# [Stated exercise]
Filter the lines below, keeping each one that contains the word "swimming".
↓↓↓
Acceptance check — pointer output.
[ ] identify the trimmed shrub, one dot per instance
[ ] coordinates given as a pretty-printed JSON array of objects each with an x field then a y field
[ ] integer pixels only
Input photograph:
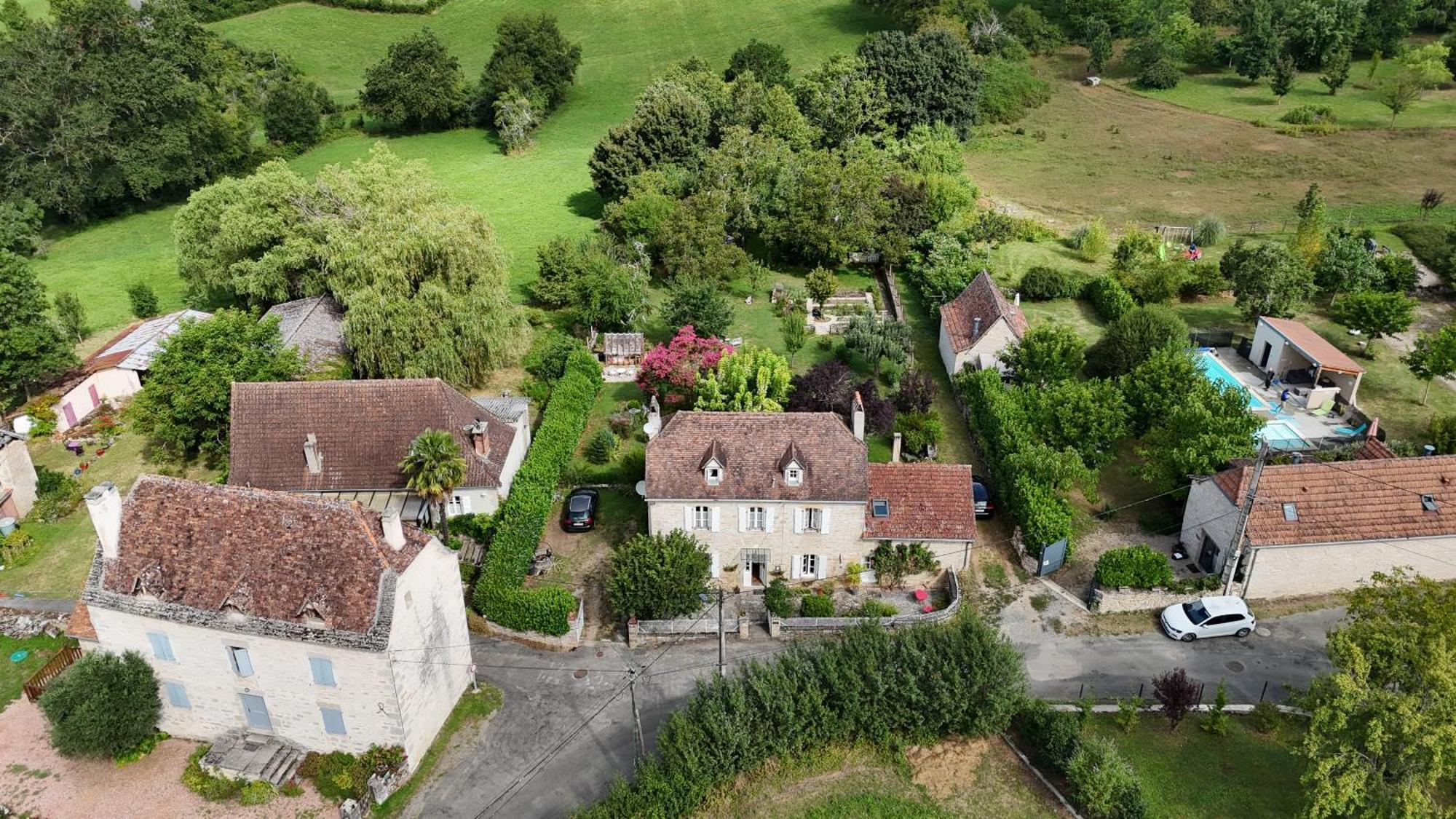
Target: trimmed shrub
[
  {"x": 1138, "y": 567},
  {"x": 522, "y": 519}
]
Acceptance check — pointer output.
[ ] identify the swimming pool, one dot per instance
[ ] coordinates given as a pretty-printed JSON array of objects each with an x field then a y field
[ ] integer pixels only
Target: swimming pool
[{"x": 1215, "y": 371}]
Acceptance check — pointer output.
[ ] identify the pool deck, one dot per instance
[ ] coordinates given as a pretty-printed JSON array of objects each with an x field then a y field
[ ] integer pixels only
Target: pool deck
[{"x": 1295, "y": 411}]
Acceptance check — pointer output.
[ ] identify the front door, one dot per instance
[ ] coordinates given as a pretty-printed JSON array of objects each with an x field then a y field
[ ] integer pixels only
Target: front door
[{"x": 257, "y": 711}]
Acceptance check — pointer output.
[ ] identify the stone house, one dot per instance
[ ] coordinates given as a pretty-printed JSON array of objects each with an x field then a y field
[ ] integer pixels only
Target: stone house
[
  {"x": 1327, "y": 526},
  {"x": 978, "y": 325},
  {"x": 306, "y": 620},
  {"x": 347, "y": 438},
  {"x": 117, "y": 371},
  {"x": 794, "y": 496}
]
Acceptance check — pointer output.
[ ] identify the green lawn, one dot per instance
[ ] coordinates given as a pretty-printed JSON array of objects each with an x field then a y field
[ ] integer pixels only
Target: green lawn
[
  {"x": 1193, "y": 774},
  {"x": 1356, "y": 106}
]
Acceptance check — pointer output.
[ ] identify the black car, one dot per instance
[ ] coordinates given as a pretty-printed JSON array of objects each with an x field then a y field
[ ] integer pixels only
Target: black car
[
  {"x": 985, "y": 507},
  {"x": 580, "y": 510}
]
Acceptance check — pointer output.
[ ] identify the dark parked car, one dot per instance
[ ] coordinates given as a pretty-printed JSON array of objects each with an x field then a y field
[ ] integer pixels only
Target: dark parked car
↑↑↑
# [Written response]
[ ] identify the swimming pool, one dot per instance
Target: swimming pool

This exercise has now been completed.